Why are you using IE is the better question. Firefox, Opera or other browsers are much better.


----------



## soonerterp (Nov 13, 2005)

*Re: This site has been so annoying latley..*

I started a thread on the OT forum TOO about this and its seriously, seriously irritating. I use Safari (Mac OS X browser) which blocks pop ups but NOT these.

I've had this place lock up on my dozens of times in the last several days.


----------



## BlayZa (Dec 31, 2002)

*Re: This site has been so annoying latley..*

am i the only one that sees a huuuuuge white box under here .....


----------



## Trader Ed (Jun 17, 2002)

*Re: This site has been so annoying latley..*

My Internet Explorer boms like crazy now at work where I use Windows 2000 OS. At home I have the ever stable Windows XP which seems to do fine. But its annoying to say the least at work.

I do get severe Internet Explorer bombs at home as well from time to time. But its very rare.

____

WHAT TO WORK ON: Could you reproduce the forum thread about browser trouble on this site in full, word for word?

ROWS:
____

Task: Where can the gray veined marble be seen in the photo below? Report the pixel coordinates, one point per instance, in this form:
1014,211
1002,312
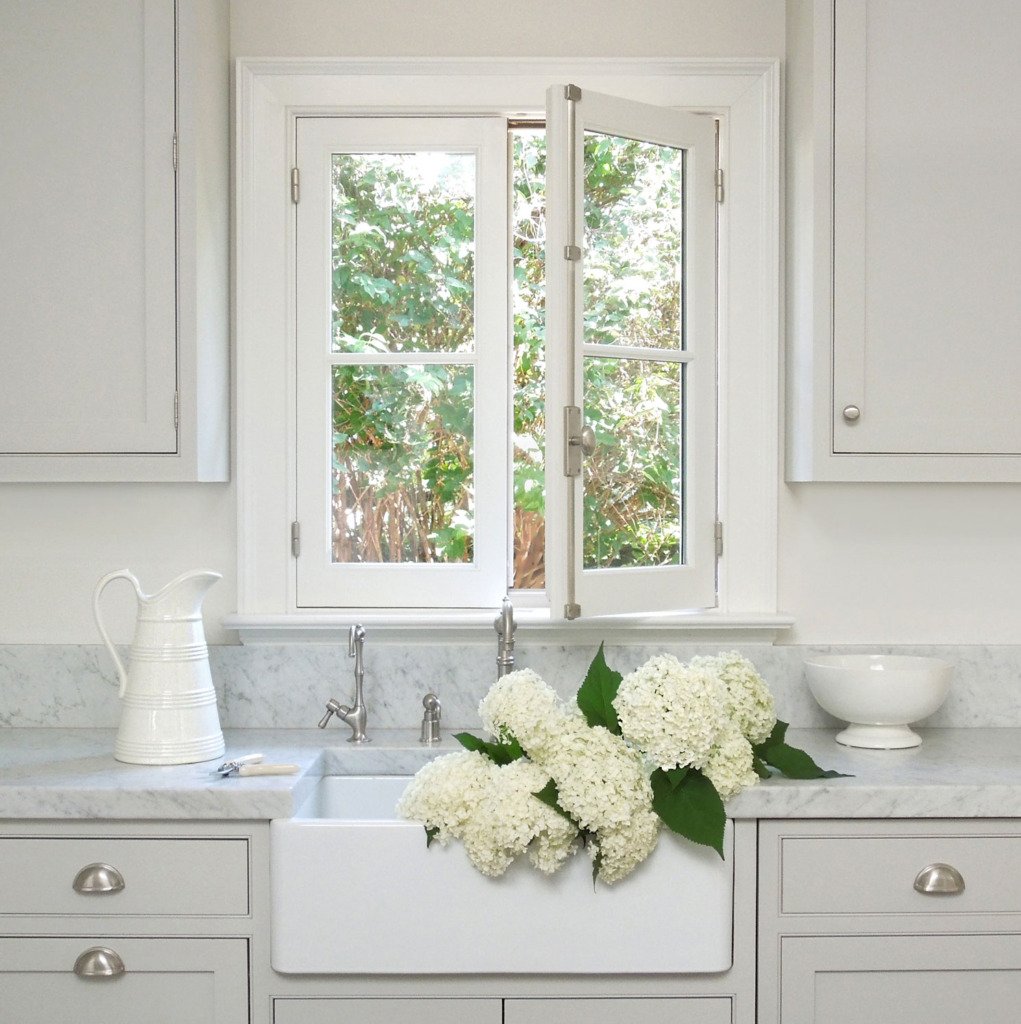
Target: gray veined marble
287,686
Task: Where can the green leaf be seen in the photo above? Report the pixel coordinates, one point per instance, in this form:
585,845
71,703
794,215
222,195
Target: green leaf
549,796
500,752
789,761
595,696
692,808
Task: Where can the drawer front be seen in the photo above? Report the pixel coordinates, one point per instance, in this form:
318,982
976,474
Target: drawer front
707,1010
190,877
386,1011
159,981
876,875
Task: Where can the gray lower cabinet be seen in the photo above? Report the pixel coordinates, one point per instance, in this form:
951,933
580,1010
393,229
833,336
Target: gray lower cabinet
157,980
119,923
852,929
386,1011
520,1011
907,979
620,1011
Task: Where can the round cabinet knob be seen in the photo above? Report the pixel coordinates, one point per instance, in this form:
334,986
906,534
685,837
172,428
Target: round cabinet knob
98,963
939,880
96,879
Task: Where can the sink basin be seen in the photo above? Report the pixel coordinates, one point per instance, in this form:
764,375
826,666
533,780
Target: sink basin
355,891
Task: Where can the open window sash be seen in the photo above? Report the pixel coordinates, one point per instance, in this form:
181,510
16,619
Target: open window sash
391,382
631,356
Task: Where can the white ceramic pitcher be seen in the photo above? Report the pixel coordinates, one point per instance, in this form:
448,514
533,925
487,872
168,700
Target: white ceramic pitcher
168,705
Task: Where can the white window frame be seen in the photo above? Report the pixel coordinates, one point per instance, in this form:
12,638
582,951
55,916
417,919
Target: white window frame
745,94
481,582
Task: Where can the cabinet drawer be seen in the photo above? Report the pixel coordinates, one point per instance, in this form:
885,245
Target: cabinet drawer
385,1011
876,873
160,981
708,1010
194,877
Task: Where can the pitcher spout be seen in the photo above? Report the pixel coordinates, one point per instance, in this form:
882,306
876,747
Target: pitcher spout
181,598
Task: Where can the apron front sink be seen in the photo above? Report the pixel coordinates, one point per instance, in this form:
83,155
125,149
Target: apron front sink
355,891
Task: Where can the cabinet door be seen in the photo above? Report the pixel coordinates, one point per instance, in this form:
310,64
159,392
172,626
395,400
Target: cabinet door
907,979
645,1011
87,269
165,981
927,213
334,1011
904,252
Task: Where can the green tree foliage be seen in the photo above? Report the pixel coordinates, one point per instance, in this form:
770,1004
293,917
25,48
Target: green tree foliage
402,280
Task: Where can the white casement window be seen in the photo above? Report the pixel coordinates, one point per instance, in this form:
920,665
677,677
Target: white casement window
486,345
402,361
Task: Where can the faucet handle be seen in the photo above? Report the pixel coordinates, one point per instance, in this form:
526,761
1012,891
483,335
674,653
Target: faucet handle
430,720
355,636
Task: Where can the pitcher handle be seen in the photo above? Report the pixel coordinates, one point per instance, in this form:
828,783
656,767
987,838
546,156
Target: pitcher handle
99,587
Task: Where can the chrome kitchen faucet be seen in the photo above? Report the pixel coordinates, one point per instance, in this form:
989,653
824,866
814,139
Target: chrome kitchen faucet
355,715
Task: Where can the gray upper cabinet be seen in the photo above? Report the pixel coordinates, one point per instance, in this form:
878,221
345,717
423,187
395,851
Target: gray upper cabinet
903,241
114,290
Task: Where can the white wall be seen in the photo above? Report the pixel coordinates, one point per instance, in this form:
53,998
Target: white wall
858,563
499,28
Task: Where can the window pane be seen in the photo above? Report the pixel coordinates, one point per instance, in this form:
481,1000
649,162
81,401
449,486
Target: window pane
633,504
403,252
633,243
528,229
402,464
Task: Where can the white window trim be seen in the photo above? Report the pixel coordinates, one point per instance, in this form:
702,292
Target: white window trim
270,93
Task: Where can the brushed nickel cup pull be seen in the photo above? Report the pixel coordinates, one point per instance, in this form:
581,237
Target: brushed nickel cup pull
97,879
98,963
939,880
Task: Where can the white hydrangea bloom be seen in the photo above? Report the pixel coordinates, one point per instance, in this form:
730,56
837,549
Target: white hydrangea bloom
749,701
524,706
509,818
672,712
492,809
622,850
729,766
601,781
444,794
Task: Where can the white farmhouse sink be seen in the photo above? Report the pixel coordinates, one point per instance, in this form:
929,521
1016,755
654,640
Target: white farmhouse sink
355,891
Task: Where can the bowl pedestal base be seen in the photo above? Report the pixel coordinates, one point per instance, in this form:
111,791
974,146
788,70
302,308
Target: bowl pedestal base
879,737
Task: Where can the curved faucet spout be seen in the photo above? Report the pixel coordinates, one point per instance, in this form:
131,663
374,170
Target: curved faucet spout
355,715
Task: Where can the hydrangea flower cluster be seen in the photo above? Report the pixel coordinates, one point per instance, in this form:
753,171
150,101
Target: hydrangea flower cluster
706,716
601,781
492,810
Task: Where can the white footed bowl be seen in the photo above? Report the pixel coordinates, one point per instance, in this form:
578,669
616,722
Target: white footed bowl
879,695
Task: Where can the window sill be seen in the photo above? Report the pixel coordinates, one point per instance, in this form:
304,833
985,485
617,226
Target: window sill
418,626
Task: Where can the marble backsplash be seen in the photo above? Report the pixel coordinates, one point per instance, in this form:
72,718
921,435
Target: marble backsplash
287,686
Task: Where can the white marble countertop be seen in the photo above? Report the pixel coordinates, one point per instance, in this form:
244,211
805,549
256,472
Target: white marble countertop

____

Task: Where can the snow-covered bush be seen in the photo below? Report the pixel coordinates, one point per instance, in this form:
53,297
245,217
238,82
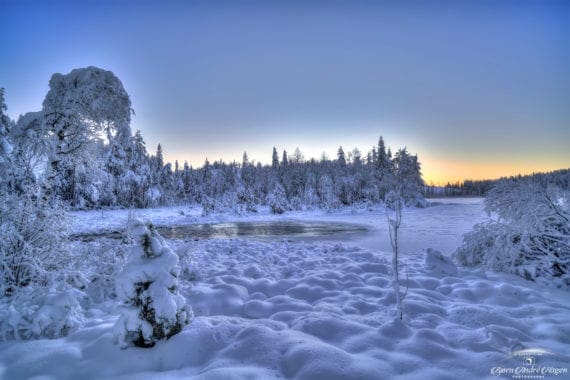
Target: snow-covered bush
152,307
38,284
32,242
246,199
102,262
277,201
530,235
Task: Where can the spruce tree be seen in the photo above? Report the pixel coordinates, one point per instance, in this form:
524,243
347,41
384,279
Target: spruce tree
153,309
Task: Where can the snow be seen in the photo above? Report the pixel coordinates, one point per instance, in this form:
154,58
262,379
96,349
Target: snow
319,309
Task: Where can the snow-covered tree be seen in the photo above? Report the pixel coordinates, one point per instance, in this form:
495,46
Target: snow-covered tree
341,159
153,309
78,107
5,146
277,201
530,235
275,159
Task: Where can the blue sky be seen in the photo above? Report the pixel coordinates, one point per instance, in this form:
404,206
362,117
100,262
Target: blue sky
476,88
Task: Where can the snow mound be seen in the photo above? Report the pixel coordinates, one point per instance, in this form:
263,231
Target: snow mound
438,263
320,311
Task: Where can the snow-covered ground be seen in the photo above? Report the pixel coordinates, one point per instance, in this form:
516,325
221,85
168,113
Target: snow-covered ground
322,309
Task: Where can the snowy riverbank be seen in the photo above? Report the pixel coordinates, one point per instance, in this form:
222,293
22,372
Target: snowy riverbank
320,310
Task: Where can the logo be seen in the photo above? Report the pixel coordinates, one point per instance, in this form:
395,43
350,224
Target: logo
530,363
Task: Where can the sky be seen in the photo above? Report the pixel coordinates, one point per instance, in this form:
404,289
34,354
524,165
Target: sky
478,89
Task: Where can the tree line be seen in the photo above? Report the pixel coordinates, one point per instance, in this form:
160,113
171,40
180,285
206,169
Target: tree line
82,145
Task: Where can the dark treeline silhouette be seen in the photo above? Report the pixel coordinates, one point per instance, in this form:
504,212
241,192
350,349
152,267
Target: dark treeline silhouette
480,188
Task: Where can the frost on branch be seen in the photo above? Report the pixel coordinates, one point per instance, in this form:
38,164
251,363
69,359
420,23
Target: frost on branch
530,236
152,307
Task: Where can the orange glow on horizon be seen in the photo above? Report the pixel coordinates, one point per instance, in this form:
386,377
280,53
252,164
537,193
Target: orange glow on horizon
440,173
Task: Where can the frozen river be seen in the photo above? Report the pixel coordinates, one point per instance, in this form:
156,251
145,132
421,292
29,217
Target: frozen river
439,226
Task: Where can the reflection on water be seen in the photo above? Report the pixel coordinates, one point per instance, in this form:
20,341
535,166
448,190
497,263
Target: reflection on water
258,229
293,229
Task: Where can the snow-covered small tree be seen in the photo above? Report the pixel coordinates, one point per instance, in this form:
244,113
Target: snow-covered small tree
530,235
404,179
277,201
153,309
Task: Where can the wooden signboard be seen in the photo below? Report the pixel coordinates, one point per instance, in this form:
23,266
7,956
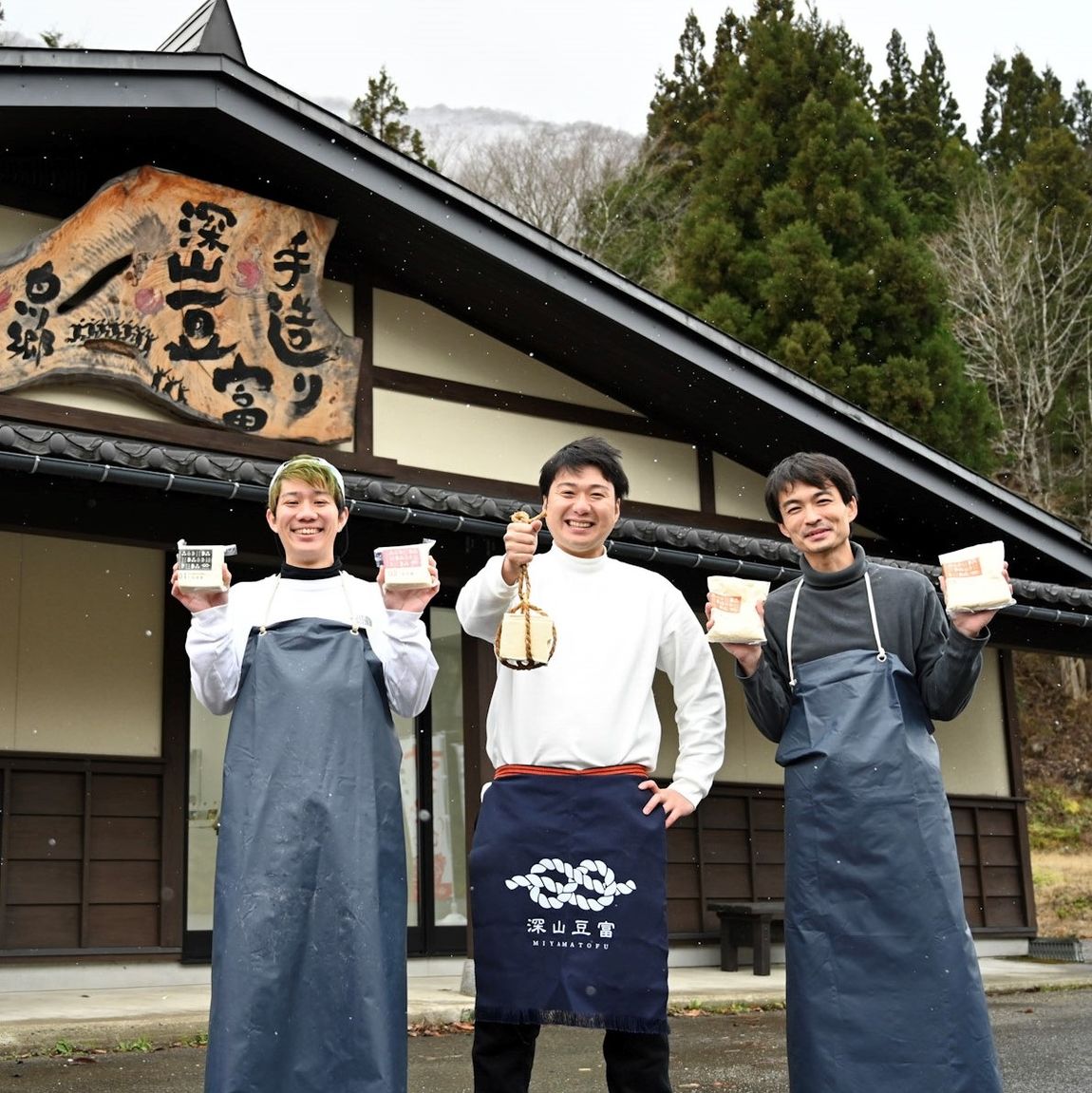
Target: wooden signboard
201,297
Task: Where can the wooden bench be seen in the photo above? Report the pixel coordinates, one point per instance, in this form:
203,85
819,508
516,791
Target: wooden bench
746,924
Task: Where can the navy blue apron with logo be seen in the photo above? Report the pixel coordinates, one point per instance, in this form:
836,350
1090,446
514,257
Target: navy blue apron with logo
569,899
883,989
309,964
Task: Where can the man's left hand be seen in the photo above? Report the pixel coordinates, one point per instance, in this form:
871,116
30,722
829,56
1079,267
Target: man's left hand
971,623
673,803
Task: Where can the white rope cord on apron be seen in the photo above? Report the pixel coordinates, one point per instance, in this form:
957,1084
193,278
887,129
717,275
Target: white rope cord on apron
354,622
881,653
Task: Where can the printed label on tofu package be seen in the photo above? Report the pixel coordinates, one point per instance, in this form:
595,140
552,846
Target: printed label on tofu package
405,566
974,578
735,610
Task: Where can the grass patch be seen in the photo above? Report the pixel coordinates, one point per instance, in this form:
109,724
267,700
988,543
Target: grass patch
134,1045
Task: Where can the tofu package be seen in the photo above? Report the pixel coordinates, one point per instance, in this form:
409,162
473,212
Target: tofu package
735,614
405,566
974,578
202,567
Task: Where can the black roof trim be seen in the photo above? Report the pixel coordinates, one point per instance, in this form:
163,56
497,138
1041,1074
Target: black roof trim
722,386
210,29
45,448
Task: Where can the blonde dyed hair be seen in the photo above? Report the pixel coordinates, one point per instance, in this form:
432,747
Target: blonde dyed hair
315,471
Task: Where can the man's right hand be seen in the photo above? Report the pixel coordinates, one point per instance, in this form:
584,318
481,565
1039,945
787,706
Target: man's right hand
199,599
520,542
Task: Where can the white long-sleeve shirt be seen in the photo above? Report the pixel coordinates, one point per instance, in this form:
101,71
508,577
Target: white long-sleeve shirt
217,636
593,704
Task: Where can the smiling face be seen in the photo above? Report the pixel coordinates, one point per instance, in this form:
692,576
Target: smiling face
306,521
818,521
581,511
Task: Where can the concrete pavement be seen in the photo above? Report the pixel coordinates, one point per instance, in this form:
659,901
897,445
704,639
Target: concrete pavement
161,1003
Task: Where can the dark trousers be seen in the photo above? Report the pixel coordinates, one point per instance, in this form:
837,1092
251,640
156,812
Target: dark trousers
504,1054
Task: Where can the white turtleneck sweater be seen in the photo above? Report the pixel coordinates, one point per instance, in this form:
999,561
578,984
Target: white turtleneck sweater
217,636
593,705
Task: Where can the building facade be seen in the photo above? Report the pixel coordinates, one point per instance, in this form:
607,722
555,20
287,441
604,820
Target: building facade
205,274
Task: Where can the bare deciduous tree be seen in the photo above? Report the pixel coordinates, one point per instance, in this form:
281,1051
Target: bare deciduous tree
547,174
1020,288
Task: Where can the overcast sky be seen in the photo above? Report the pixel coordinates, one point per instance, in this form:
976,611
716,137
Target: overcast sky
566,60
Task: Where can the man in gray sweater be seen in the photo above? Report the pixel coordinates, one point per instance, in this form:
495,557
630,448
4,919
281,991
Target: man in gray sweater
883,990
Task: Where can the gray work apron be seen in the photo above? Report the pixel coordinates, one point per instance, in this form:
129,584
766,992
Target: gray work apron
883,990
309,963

____

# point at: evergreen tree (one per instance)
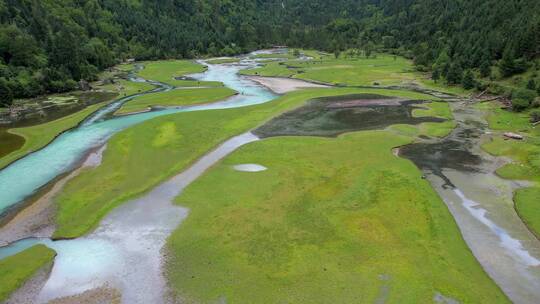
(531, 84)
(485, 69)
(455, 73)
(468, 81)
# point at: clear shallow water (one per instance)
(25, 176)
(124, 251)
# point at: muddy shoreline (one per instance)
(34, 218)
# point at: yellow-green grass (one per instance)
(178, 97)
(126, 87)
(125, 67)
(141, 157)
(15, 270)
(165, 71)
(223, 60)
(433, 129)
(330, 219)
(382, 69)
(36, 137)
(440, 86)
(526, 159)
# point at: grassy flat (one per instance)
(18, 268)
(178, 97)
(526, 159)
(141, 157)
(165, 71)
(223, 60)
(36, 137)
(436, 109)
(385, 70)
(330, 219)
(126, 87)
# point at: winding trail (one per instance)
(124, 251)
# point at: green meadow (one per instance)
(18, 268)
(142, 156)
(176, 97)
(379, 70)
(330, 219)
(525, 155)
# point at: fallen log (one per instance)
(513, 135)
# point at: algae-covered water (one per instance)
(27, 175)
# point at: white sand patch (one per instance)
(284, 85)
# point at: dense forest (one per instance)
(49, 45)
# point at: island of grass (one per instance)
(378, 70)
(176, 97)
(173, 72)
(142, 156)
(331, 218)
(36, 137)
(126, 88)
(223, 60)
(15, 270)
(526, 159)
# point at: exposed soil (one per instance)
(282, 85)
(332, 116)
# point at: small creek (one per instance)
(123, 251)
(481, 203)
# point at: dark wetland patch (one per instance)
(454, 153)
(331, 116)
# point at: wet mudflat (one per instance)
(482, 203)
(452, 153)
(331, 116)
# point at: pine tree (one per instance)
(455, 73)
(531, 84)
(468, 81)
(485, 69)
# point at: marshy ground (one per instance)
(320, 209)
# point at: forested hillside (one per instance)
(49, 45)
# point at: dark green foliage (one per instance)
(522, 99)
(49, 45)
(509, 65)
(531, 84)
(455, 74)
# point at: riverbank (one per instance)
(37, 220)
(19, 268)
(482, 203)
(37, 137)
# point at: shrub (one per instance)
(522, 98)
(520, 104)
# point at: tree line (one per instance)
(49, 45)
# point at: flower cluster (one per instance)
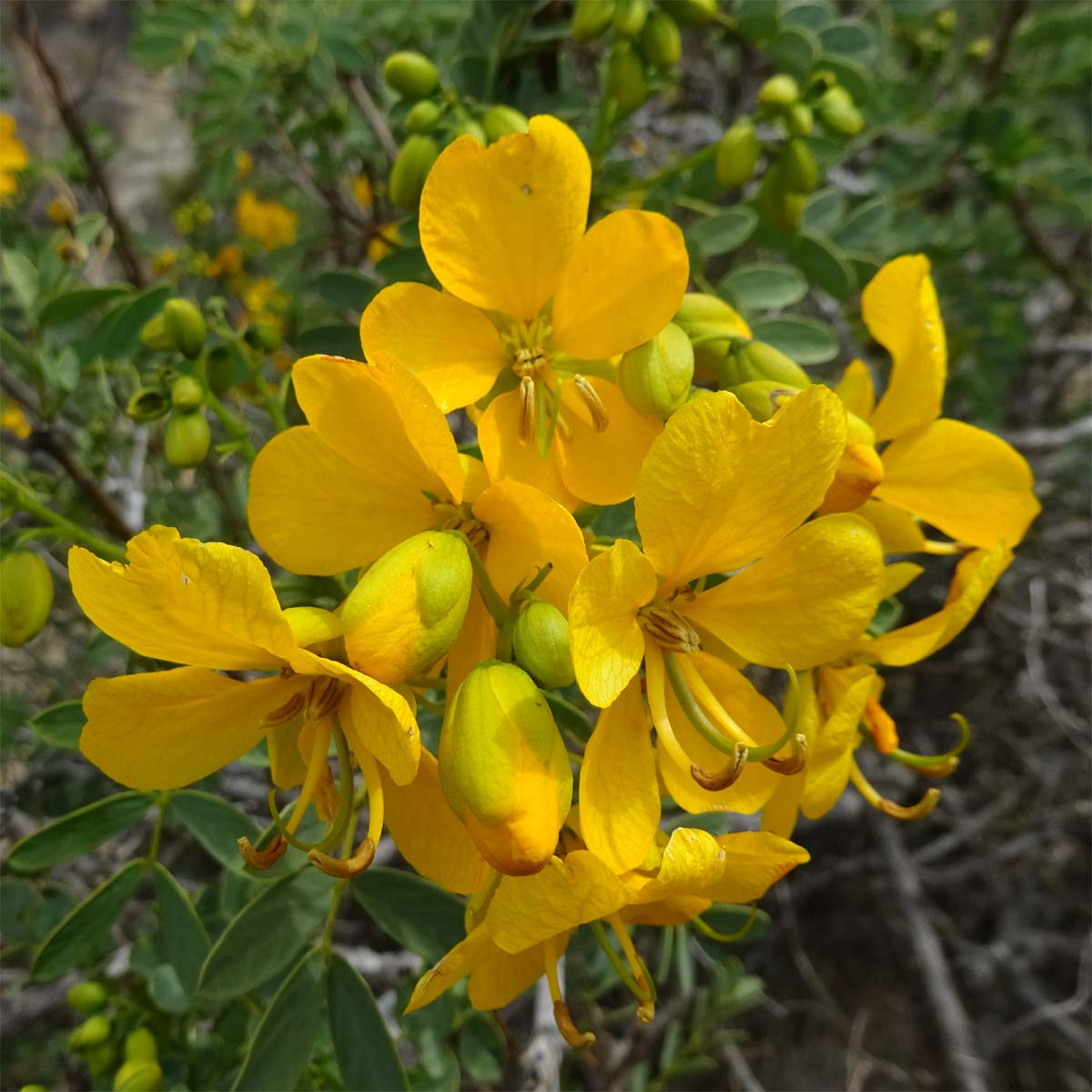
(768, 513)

____

ANSWER BELOW:
Why are you using IE is the better question. Firefox, Opera or other browsers are much better.


----------



## soonerterp (Nov 13, 2005)

*Re: This site has been so annoying latley..*

I started a thread on the OT forum TOO about this and its seriously, seriously irritating. I use Safari (Mac OS X browser) which blocks pop ups but NOT these.

I've had this place lock up on my dozens of times in the last several days.


----------



## BlayZa (Dec 31, 2002)

*Re: This site has been so annoying latley..*

am i the only one that sees a huuuuuge white box under here .....


----------



## Trader Ed (Jun 17, 2002)

*Re: This site has been so annoying latley..*

My Internet Explorer boms like crazy now at work where I use Windows 2000 OS. At home I have the ever stable Windows XP which seems to do fine. But its annoying to say the least at work.

I do get severe Internet Explorer bombs at home as well from time to time. But its very rare.